### Prompt
Render the records from the line with "Highlight glass baking dish." up to and including the line with "xmin=0 ymin=1 xmax=517 ymax=266" as a Markdown table with the columns Row and Line, numbering each row and leaving out blank lines.
Start Data
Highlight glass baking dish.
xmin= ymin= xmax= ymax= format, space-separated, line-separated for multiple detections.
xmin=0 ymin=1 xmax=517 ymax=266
End Data
Start Data
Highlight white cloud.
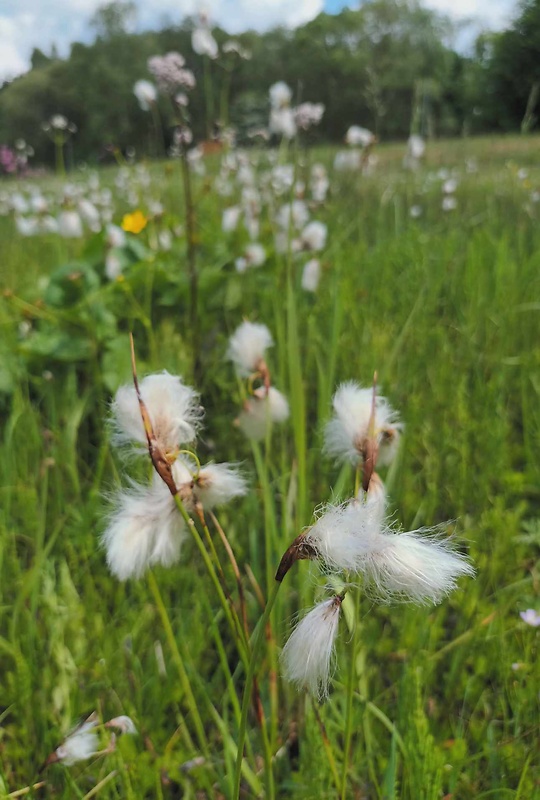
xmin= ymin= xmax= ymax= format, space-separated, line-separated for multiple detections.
End Data
### Problem solution
| Row | Line |
|---|---|
| 1 | Highlight glass baking dish. |
| 2 | xmin= ymin= xmax= ymax= format, space-separated, line-separated for multiple detections. |
| 3 | xmin=0 ymin=1 xmax=517 ymax=266 |